→ **To do**
Nothing outside the range below should be printed. Output exactly the lines from the line with "Can you find the cannon" to the line with "Can you find the stone", both included.

→ **Records shown**
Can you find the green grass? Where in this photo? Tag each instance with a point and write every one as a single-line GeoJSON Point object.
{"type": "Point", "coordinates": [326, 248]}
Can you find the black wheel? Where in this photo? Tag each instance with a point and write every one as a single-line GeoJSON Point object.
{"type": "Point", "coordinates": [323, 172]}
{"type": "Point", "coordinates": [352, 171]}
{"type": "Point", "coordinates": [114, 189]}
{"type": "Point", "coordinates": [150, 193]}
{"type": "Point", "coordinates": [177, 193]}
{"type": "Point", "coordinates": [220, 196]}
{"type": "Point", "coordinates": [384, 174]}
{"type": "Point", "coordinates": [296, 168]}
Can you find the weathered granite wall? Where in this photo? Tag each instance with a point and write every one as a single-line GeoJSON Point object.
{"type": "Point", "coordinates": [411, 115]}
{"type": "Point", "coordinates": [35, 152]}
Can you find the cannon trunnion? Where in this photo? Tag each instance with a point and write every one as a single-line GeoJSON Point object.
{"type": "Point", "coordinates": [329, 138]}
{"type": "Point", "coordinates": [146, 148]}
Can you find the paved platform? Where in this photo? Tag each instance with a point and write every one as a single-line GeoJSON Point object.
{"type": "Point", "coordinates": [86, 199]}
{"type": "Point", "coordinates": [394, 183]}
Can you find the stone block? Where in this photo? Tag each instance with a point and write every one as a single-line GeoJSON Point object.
--
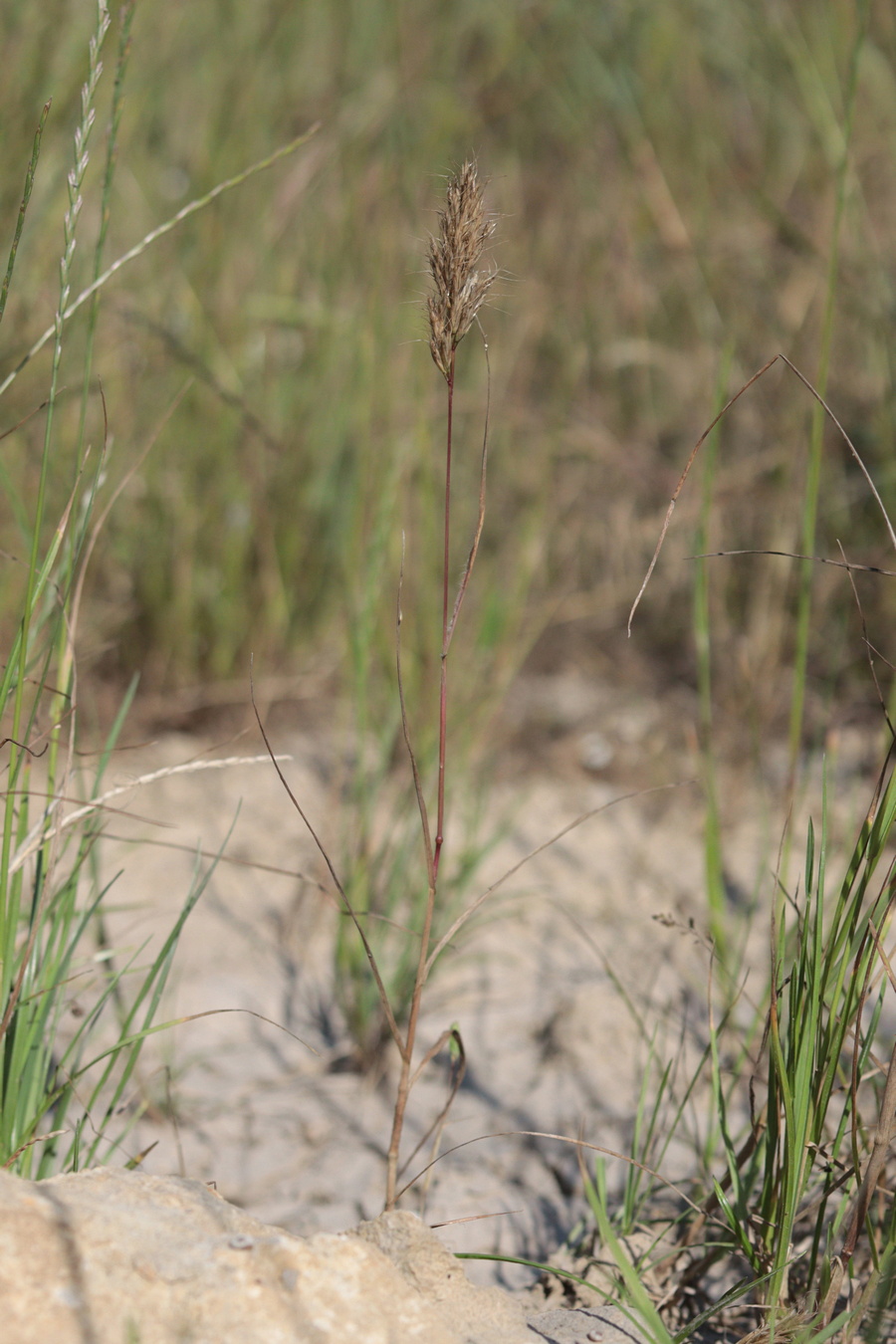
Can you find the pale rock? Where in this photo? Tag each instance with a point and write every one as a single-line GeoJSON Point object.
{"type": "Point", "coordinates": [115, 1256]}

→ **Completed task**
Can you find the cannon trunnion? Where in this photo? Tag each instance with a point and write every one as a single-line GeoJSON Point object.
{"type": "Point", "coordinates": [329, 138]}
{"type": "Point", "coordinates": [146, 148]}
Can you find the paved platform? Where in this photo? Tag each instance with a point and write every one as a single-line GeoJSON Point object.
{"type": "Point", "coordinates": [86, 199]}
{"type": "Point", "coordinates": [394, 183]}
Can you find the stone block? Where in this photo? Tag each instance with a point and write every one as a single-line GeoJSON Point object.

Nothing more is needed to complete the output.